Your response should consist of the full data, set down exactly.

→ Extracted information:
○ ○ ○ ○ ○

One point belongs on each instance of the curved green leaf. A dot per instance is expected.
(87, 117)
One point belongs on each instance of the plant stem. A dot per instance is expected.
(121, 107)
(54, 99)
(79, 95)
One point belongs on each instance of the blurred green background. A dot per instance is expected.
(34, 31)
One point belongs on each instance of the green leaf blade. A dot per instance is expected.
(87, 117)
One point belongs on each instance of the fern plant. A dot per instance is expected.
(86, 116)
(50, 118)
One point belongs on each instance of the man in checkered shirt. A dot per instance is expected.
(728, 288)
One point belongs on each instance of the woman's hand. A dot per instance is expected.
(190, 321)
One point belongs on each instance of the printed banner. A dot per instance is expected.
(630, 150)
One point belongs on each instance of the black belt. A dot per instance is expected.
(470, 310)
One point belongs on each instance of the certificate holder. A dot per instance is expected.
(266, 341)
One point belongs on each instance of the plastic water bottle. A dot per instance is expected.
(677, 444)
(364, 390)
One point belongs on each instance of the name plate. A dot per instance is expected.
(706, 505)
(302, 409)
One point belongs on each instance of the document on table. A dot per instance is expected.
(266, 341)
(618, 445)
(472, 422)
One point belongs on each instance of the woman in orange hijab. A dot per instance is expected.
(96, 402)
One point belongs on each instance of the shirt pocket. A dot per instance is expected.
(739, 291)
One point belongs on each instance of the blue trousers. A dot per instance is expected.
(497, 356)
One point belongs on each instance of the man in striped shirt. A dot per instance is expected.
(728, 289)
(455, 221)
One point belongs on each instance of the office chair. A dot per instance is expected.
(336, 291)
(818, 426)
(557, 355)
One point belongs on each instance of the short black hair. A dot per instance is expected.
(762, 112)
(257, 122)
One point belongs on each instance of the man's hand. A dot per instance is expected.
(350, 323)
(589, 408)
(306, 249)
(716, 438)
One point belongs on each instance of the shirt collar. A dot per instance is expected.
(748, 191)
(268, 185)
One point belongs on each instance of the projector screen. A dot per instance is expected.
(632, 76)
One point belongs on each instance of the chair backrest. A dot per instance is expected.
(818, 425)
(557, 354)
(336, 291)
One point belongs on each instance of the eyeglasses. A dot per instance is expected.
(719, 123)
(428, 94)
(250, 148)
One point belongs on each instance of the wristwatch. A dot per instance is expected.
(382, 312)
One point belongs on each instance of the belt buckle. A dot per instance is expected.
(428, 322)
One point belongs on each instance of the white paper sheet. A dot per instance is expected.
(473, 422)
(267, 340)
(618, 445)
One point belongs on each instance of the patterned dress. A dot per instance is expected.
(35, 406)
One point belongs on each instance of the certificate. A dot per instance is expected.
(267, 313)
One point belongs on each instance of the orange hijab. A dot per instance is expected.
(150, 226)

○ ○ ○ ○ ○

→ Answer:
One point belongs on each instance of the curved green leaf. A dot per instance is expected.
(87, 117)
One point belongs on each instance of the plant stem. A dot per instance is expected.
(121, 107)
(54, 99)
(79, 95)
One point belongs on each instance of the blurred green background. A dot per instance is expected.
(34, 31)
One point belongs on each instance of the green leaf blade. A dot per instance is expected.
(87, 117)
One point belongs on each instance of the fern plant. A dot per instance is expected.
(86, 116)
(50, 118)
One point belongs on each instance of the man in checkered shirt. A dot per instance is expected.
(728, 288)
One point belongs on each instance of the woman's hand. A dot per instance is expected.
(190, 321)
One point belongs on each instance of the printed banner. A dot per instance is expected.
(630, 150)
One point belongs on each instance of the black belt. A dot per instance is expected.
(470, 310)
One point belongs on each instance of the certificate holder. A dot per instance is expected.
(266, 341)
One point belongs on each instance of the plastic water bottle. A dot per instance is expected.
(677, 444)
(364, 390)
One point belongs on each instance of the name plate. A dot per instance is expected.
(706, 505)
(302, 409)
One point belongs on each instance of the document on table. A dot per instance is expected.
(266, 341)
(618, 445)
(472, 422)
One point belongs on each instance of the woman in orange hijab. A dot per instance is expected.
(96, 402)
One point belongs on each instance of the shirt pocket. A dot per instance is expected.
(739, 291)
One point belongs on each instance of the blue trousers. A dot per instance is expected.
(497, 356)
One point belongs on each instance of the man in striped shirt. A dot per instance is expected.
(728, 289)
(455, 221)
One point belongs on each instance of the office chair. A dot per instance is expected.
(336, 291)
(818, 426)
(557, 355)
One point belongs on each instance of the short black hair. A dot per instance is expected.
(762, 112)
(257, 122)
One point belongs on each instance of the man's hand. A dot per instance is expected.
(350, 323)
(589, 408)
(306, 249)
(716, 438)
One point belongs on each instance of the shirt collar. A dot per instance is expected.
(748, 191)
(268, 185)
One point belongs on each instance of the projector screen. A dot per instance is expected.
(632, 76)
One point belongs on each instance of the chair backrest. A dot per instance is expected.
(818, 425)
(557, 354)
(336, 291)
One point belongs on each instance of the eyeglasses. A dot per instance is expected.
(719, 123)
(428, 94)
(250, 148)
One point belongs on each instance of the wristwatch. A dot per instance is expected.
(382, 312)
One point belongs on each instance of the belt buckle. A dot per instance is expected.
(428, 322)
One point belongs on each instance of the white paper sheet. A dot per instance is expected.
(473, 422)
(267, 340)
(618, 445)
One point belongs on each instance of the patterned dress. A dot per instance is expected.
(35, 406)
One point belongs on each instance of the certificate. A dot per instance is expected.
(267, 313)
One point belongs on each instance of the orange hijab. A dot per instance is expected.
(150, 226)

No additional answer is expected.